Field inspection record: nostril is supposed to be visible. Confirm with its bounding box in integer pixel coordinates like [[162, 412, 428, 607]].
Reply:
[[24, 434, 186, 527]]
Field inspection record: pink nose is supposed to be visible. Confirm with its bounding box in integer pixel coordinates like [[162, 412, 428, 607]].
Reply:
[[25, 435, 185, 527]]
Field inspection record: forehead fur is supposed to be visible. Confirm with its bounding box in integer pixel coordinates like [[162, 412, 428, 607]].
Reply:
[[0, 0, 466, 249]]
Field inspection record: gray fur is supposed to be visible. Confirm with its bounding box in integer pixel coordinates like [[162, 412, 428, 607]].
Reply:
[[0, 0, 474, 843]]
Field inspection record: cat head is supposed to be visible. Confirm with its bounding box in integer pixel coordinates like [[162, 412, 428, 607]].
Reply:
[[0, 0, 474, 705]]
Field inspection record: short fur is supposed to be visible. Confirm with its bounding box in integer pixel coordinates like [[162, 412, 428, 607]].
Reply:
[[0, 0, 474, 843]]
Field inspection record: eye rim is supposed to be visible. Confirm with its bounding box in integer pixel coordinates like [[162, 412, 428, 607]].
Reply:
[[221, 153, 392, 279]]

> _OBJECTIVE_
Copy all of the items above, line by line, without changing a single character.

> _RESPONSE TO THE EXERCISE_
Field inspection record: nostril is supposed to be visible. Confirm with its bounding box in integer pixel coordinates like [[162, 412, 428, 607]].
Reply:
[[24, 434, 186, 527]]
Field inspection record: pink nose is supposed to be visible. Confirm with its bounding box in integer pixel coordinates like [[162, 412, 428, 607]].
Reply:
[[25, 435, 185, 527]]
Field inspection record: forehead fur is supposed to be visible. Confirm with its bounding box in integer pixel coordinates like [[162, 412, 428, 607]].
Reply:
[[0, 0, 466, 249]]
Field inspection record: gray fur is supposed to be visible. Confirm with its bounding box in integer pixel coordinates like [[162, 412, 428, 607]].
Reply:
[[0, 0, 474, 843]]
Field inspection record: cat head is supposed to be visible. Confirm with its bounding box in integer pixel coordinates like [[162, 412, 428, 607]].
Reply:
[[0, 0, 474, 705]]
Field inspection record: short fur is supposed to be visible. Confirm with its bounding box in integer pixel coordinates like [[162, 412, 428, 607]].
Reply:
[[0, 0, 474, 843]]
Field inspection record: eye rim is supposed to be visible. Confirm with its bounding box in integer pixel coordinates like [[162, 412, 428, 607]].
Reply:
[[221, 153, 392, 279]]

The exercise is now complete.